EXERCISE OBJECTIVE: Locate every line in the items below that contains the word "grass", and copy each such line.

Source data:
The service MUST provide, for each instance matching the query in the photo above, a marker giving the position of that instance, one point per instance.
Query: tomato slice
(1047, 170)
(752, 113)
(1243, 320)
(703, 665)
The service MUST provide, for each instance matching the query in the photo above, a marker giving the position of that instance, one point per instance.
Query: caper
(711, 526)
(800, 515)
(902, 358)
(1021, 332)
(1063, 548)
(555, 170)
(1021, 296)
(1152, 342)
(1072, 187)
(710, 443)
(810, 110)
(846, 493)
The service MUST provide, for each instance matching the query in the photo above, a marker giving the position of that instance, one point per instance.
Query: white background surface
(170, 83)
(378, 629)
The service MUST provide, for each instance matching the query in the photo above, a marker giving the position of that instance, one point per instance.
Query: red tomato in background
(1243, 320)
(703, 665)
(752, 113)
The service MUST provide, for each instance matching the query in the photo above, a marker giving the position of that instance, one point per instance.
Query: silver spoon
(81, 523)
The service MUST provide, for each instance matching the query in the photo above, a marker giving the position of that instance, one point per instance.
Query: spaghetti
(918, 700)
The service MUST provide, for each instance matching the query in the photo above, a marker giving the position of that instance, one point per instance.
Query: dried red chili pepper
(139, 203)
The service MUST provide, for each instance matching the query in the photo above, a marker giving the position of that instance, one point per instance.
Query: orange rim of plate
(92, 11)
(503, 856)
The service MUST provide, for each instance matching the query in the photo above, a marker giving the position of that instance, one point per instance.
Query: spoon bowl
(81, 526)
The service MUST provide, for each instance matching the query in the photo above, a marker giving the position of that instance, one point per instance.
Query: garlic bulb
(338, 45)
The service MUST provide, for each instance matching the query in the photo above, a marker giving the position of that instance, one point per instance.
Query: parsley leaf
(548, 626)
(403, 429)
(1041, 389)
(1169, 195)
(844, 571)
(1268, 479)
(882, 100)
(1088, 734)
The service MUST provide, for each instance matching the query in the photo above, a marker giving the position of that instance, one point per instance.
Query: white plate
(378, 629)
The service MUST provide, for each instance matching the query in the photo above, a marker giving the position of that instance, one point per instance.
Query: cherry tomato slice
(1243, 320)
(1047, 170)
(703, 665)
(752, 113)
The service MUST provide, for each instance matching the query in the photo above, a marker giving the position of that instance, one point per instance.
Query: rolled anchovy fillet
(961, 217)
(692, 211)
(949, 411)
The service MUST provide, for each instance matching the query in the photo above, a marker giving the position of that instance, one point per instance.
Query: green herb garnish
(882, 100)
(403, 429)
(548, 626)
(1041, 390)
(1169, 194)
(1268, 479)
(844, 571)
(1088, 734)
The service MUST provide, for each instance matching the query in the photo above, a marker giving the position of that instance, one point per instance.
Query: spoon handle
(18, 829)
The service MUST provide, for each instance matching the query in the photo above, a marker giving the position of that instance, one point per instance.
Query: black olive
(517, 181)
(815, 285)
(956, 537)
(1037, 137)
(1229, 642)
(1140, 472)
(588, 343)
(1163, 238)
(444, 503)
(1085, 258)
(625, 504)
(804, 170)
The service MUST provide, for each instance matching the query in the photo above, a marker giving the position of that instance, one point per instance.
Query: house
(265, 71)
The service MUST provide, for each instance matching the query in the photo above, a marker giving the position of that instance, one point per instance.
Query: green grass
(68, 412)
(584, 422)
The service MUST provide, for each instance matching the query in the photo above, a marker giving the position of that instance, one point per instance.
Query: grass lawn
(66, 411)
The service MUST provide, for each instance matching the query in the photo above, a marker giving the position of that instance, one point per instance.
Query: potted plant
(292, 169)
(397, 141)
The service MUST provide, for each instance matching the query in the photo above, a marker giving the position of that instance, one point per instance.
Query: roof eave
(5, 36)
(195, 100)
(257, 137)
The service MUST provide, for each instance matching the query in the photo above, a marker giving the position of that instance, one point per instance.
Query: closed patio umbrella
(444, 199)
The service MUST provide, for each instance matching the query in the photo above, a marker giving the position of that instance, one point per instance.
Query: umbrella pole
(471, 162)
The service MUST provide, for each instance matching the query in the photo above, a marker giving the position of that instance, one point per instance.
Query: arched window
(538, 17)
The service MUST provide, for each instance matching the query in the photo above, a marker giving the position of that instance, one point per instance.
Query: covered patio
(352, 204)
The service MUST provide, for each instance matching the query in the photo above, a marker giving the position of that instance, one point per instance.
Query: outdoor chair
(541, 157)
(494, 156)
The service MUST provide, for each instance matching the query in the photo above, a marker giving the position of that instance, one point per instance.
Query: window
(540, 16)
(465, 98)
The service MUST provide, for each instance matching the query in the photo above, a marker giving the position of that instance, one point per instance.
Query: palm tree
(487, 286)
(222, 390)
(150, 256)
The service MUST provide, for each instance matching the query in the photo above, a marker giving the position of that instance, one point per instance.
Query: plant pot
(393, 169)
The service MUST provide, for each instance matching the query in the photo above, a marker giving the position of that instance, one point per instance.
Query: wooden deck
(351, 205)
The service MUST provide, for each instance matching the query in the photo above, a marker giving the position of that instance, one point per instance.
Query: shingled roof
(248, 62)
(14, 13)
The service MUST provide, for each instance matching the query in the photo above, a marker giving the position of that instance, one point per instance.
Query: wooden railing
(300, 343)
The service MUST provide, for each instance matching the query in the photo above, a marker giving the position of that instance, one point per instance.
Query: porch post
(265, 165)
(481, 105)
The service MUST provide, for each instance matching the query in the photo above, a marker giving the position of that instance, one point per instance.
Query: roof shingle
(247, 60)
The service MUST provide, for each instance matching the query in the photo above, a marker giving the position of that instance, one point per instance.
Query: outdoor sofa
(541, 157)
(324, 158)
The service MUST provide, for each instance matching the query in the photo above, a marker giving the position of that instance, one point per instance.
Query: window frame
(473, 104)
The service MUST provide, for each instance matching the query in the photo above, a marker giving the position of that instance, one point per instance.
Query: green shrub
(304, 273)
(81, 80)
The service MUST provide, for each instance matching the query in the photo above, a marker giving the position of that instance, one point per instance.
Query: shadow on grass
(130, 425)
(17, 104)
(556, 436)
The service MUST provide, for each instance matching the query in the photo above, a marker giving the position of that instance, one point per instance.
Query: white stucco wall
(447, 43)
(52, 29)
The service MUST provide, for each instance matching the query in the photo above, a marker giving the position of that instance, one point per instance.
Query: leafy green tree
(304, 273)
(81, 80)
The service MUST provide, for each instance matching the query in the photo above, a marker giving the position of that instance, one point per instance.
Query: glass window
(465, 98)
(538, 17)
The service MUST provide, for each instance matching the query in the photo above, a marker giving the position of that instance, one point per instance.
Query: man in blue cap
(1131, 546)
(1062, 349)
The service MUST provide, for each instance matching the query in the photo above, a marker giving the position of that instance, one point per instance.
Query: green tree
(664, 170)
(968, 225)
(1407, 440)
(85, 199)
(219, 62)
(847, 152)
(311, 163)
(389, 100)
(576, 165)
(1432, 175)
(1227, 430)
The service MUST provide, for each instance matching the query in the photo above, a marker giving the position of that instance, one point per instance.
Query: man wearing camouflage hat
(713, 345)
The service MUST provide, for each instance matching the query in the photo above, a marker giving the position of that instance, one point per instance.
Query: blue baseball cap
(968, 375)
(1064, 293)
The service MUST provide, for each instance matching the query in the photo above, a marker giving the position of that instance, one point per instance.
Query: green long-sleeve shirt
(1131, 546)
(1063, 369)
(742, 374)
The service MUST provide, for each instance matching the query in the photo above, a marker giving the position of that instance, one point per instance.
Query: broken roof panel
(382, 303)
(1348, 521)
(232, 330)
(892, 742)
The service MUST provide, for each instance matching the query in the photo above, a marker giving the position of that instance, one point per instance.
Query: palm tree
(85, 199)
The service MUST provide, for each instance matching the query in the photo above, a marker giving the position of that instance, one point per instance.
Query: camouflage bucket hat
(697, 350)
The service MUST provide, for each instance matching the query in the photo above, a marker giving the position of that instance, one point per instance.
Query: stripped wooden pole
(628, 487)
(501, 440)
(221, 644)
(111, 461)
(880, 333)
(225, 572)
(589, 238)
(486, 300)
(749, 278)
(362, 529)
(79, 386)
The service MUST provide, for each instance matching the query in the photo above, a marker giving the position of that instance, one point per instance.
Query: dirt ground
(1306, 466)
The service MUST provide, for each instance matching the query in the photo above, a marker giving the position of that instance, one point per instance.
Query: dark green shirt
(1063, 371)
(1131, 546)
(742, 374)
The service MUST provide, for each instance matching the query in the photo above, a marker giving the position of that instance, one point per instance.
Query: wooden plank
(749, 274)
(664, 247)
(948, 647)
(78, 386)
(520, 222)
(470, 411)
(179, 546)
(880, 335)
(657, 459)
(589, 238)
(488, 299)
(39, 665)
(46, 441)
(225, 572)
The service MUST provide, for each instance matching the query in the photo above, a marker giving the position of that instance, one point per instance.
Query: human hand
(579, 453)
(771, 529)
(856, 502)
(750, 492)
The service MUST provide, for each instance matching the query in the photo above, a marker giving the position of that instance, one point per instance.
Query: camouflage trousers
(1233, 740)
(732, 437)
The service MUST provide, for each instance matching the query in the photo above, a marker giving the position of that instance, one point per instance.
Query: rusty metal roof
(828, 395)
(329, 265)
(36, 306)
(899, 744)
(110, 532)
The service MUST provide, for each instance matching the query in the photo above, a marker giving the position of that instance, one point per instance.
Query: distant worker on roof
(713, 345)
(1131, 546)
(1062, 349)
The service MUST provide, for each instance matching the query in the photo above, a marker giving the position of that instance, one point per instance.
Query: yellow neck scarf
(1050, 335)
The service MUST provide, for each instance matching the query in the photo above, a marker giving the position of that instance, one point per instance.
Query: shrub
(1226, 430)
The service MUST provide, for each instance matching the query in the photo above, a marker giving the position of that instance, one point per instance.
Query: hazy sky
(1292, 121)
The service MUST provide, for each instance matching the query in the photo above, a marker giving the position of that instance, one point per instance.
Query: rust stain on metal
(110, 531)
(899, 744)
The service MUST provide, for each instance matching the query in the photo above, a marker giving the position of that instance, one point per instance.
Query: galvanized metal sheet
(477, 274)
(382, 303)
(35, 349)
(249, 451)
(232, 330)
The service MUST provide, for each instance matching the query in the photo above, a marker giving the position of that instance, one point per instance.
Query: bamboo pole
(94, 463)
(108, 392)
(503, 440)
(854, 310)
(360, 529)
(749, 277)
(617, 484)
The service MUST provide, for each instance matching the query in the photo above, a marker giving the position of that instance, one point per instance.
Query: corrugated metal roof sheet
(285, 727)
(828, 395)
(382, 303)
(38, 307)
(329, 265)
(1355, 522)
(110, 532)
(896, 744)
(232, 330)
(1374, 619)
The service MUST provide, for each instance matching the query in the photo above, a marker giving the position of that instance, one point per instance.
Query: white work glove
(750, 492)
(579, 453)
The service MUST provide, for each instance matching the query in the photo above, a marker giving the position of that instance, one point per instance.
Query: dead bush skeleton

SOLUTION TO THE EXERCISE:
Query: green grass
Query: grass lawn
Query: shadow on grass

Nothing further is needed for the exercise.